Data extracted from a collection
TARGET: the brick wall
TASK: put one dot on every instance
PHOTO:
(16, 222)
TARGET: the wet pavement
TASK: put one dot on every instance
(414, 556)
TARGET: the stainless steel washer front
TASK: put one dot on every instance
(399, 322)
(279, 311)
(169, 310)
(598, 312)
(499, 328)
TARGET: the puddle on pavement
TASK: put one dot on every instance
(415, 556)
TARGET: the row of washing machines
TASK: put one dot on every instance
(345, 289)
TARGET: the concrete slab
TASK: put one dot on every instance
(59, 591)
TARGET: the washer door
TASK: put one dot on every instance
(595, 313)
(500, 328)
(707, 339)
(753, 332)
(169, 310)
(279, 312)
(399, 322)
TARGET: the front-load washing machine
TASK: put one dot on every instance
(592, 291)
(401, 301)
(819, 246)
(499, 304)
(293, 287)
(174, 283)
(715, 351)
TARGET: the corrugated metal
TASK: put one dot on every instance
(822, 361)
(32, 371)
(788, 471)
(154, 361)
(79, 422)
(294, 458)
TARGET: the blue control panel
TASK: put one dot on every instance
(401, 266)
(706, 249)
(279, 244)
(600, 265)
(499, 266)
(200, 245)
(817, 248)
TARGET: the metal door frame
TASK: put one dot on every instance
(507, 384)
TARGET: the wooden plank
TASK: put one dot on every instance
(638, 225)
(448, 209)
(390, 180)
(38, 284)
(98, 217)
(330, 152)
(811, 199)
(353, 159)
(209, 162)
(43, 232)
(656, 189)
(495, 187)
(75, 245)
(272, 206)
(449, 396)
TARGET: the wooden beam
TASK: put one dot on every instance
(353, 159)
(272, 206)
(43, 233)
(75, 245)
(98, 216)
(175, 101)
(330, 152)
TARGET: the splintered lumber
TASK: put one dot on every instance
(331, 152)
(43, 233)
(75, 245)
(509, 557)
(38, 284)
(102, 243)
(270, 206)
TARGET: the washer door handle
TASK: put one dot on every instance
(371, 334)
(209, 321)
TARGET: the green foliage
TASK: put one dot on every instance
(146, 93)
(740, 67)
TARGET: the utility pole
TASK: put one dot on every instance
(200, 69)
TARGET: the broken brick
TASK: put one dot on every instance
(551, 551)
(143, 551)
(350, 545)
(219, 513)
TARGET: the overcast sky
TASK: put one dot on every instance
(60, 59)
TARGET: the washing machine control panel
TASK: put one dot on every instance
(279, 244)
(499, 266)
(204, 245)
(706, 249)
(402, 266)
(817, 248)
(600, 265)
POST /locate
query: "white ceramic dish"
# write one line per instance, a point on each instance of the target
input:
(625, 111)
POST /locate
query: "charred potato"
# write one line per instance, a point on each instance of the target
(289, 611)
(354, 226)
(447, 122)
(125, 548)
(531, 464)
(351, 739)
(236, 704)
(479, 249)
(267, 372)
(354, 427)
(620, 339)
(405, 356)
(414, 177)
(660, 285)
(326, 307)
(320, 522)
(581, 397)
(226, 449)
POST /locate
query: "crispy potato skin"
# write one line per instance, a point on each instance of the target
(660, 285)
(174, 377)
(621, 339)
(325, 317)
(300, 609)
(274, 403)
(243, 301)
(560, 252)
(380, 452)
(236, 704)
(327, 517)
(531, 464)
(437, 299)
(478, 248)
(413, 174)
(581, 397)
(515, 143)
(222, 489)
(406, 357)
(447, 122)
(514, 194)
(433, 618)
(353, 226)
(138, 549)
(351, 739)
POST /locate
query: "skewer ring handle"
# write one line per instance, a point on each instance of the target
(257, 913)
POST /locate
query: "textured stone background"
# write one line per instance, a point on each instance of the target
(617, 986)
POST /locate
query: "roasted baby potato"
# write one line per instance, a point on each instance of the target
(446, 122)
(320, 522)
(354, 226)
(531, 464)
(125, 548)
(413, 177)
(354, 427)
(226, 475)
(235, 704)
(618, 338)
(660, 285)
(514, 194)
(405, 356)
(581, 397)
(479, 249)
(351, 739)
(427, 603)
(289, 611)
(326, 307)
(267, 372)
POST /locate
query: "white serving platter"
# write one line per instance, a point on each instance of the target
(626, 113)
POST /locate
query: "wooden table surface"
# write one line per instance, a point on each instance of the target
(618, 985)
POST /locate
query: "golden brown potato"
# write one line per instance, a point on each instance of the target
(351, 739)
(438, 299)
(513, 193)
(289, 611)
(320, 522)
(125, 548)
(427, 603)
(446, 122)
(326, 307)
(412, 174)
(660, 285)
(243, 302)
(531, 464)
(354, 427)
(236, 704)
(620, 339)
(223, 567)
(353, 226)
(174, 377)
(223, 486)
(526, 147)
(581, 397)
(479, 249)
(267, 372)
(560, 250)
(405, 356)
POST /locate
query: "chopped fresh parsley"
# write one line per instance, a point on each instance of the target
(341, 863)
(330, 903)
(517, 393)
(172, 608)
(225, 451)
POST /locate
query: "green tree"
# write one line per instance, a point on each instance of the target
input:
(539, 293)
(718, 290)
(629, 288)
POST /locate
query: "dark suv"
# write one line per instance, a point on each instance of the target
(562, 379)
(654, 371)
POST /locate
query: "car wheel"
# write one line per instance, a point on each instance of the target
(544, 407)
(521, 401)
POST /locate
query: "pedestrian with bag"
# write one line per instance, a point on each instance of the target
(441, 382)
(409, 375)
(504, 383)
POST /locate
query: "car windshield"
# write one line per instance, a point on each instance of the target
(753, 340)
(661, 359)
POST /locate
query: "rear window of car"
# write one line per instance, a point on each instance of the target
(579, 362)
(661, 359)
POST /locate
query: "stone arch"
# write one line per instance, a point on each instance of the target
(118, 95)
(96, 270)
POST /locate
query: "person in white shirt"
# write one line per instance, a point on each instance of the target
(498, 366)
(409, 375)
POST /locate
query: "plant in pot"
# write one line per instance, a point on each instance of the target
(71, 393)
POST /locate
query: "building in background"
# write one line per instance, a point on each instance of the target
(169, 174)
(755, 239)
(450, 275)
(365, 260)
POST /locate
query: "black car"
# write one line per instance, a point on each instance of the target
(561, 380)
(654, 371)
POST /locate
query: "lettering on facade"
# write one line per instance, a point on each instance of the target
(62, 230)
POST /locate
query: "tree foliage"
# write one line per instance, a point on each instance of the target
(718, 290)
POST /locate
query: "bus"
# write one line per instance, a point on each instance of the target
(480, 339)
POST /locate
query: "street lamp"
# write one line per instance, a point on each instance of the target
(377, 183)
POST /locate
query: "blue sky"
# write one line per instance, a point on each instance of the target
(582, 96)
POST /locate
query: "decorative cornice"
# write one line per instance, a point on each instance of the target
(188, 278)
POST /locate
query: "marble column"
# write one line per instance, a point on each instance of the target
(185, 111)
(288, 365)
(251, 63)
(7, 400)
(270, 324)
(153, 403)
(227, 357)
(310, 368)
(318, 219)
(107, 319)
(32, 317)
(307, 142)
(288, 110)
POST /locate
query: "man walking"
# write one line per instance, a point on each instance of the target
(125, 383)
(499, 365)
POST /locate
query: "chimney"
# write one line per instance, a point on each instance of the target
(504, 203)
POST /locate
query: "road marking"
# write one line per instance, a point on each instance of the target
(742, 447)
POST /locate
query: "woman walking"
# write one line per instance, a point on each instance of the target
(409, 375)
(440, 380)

### TASK TO COMPLETE:
Wherever the string "pavement" appears in the records above, copy the line it sits in.

### TASK OUTPUT:
TARGET: the wet pavement
TARGET: the puddle on pavement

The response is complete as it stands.